# SET EXERCISE
Reproduce every line of the entries below verbatim, without altering any word, number, or symbol.

# DATASET CONTENT
>> begin
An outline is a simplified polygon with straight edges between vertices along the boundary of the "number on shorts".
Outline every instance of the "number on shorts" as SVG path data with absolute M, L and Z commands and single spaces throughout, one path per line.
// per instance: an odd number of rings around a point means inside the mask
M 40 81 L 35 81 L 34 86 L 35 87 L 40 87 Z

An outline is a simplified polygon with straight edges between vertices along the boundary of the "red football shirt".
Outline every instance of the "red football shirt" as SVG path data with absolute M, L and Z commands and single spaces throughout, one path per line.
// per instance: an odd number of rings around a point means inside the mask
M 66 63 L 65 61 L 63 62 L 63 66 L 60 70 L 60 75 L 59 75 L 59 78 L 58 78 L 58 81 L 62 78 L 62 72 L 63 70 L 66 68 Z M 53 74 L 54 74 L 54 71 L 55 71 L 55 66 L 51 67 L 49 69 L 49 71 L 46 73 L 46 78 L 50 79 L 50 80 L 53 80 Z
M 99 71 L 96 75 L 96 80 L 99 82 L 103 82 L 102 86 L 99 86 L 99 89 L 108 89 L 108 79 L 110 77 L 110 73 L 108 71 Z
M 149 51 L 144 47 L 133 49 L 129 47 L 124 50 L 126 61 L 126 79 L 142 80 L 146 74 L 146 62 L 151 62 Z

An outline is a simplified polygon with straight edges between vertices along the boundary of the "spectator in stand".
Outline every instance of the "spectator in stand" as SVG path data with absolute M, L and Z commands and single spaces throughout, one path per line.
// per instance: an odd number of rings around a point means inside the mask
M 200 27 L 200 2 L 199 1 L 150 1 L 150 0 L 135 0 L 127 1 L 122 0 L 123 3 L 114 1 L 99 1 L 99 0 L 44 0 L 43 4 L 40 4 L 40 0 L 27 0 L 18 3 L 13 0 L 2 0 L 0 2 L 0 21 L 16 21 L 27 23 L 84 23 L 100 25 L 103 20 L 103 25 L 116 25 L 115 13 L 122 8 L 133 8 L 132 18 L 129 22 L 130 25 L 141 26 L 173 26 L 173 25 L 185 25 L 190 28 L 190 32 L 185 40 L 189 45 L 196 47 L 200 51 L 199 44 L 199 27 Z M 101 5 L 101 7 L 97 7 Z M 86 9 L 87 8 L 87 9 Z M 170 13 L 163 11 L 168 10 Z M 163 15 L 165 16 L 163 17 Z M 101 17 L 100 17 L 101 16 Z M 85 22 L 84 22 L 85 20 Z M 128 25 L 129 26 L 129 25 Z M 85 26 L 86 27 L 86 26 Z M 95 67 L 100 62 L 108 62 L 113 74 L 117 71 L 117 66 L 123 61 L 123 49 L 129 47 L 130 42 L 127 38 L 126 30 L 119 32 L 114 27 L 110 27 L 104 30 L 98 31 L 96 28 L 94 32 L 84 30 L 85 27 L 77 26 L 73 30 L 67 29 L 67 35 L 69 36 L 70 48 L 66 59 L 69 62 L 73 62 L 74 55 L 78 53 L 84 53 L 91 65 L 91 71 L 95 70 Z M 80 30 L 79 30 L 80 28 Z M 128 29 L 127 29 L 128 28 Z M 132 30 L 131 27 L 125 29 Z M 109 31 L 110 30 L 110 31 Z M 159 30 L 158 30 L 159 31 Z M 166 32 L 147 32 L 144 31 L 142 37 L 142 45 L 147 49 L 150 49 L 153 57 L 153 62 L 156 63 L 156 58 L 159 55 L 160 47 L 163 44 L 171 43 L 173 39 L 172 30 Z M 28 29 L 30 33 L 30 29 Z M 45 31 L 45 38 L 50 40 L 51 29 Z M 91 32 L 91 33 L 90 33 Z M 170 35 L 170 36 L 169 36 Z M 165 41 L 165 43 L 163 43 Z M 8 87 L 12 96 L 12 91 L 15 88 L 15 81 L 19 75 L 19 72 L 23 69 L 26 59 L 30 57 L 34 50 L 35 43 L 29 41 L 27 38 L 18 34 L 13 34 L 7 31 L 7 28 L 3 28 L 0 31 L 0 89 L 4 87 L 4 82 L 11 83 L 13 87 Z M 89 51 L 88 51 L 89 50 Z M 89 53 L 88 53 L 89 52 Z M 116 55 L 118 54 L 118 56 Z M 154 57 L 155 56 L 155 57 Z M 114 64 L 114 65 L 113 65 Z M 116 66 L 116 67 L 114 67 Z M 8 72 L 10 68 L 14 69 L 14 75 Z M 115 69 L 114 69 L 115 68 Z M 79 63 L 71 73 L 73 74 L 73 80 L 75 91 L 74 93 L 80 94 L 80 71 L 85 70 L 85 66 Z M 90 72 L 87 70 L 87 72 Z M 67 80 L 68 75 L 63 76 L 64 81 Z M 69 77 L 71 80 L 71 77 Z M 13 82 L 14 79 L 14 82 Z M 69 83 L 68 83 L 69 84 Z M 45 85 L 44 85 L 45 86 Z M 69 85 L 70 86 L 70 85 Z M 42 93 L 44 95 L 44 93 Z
>> end
# REPLY TO THE TASK
An outline is a simplified polygon with straight edges between vertices along the boundary of the "number on shorts".
Outline every instance of the "number on shorts" as SVG path data with absolute M, L and Z commands and single spaces throughout, one path per line.
// per instance: an odd number of rings around a point means inside the mask
M 40 81 L 35 81 L 34 86 L 35 87 L 40 87 Z

An outline is a simplified polygon with straight edges between vertices along the boundary of the "red football shirt".
Outline every instance of the "red football shirt" as SVG path data with absolute M, L and Z commands and single spaces throughout, one path per line.
// per instance: an odd number of rings around a point means inside the mask
M 66 63 L 65 61 L 63 62 L 63 66 L 60 70 L 60 75 L 59 75 L 59 78 L 58 78 L 58 81 L 62 78 L 62 72 L 63 70 L 66 68 Z M 53 74 L 54 74 L 54 71 L 55 71 L 55 66 L 51 67 L 49 69 L 49 71 L 46 73 L 46 78 L 50 79 L 50 80 L 53 80 Z
M 99 71 L 96 75 L 96 80 L 99 82 L 103 82 L 102 86 L 99 86 L 99 89 L 108 89 L 108 79 L 110 77 L 110 73 L 108 71 Z
M 149 51 L 144 47 L 133 49 L 129 47 L 124 50 L 126 61 L 126 79 L 142 80 L 146 74 L 146 62 L 151 62 Z

An outline is a simplified polygon with straight edges between vertices along the boundary of the "spectator in stand".
Outline every instance of the "spectator in stand" as SVG path data with absolute M, L and Z commands and single spaces throughout, one path per line.
// per instance: an odd number of rings around a point means inside the mask
M 200 27 L 200 2 L 199 1 L 150 1 L 150 0 L 135 0 L 127 1 L 122 0 L 123 3 L 114 1 L 99 1 L 99 0 L 44 0 L 43 4 L 40 4 L 40 0 L 27 0 L 18 3 L 13 0 L 2 0 L 0 2 L 0 21 L 16 21 L 27 23 L 84 23 L 100 25 L 103 20 L 103 25 L 116 25 L 115 13 L 122 8 L 133 8 L 132 18 L 129 22 L 130 25 L 141 26 L 173 26 L 173 25 L 185 25 L 190 28 L 190 32 L 185 40 L 189 45 L 196 47 L 200 51 L 199 44 L 199 27 Z M 101 5 L 101 7 L 97 7 Z M 86 9 L 87 8 L 87 9 Z M 170 13 L 163 11 L 168 10 Z M 163 15 L 165 16 L 163 17 Z M 101 17 L 100 17 L 101 16 Z M 85 22 L 84 22 L 85 20 Z M 128 25 L 129 26 L 129 25 Z M 85 26 L 86 27 L 86 26 Z M 95 67 L 100 62 L 108 62 L 113 74 L 117 71 L 117 66 L 123 61 L 123 49 L 129 47 L 130 42 L 127 38 L 126 30 L 119 32 L 114 27 L 110 27 L 104 30 L 98 31 L 96 28 L 94 32 L 84 30 L 85 27 L 77 26 L 73 30 L 67 29 L 67 35 L 69 36 L 70 48 L 66 59 L 69 62 L 73 62 L 74 55 L 78 53 L 84 53 L 91 65 L 91 71 L 95 70 Z M 80 30 L 79 30 L 80 28 Z M 128 29 L 127 29 L 128 28 Z M 132 30 L 131 27 L 125 29 Z M 109 31 L 110 30 L 110 31 Z M 159 30 L 158 30 L 159 31 Z M 166 32 L 147 32 L 144 31 L 142 37 L 142 45 L 147 49 L 150 49 L 153 57 L 153 62 L 156 63 L 156 58 L 159 55 L 160 47 L 163 44 L 171 43 L 173 39 L 172 30 Z M 28 29 L 30 33 L 30 29 Z M 45 31 L 45 38 L 50 40 L 51 29 Z M 91 32 L 91 33 L 90 33 Z M 170 35 L 170 36 L 169 36 Z M 165 41 L 165 43 L 163 43 Z M 8 87 L 12 96 L 12 91 L 15 88 L 15 81 L 19 75 L 19 72 L 23 69 L 26 59 L 30 57 L 34 50 L 35 43 L 29 41 L 27 38 L 18 34 L 13 34 L 7 31 L 7 28 L 3 28 L 0 31 L 0 89 L 4 87 L 4 82 L 11 83 L 13 87 Z M 89 51 L 88 51 L 89 50 Z M 89 53 L 88 53 L 89 52 Z M 116 55 L 118 54 L 118 56 Z M 154 57 L 155 56 L 155 57 Z M 114 64 L 114 65 L 113 65 Z M 116 66 L 116 67 L 114 67 Z M 8 72 L 10 68 L 14 69 L 14 75 Z M 115 69 L 114 69 L 115 68 Z M 79 63 L 71 73 L 73 74 L 73 80 L 75 91 L 74 93 L 80 94 L 80 71 L 85 70 L 85 66 Z M 90 72 L 87 70 L 87 72 Z M 67 80 L 68 75 L 63 76 L 64 81 Z M 69 77 L 71 80 L 71 77 Z M 13 82 L 14 79 L 14 82 Z M 69 83 L 68 83 L 69 84 Z M 45 85 L 44 85 L 45 86 Z M 69 85 L 70 86 L 70 85 Z M 42 93 L 44 95 L 44 93 Z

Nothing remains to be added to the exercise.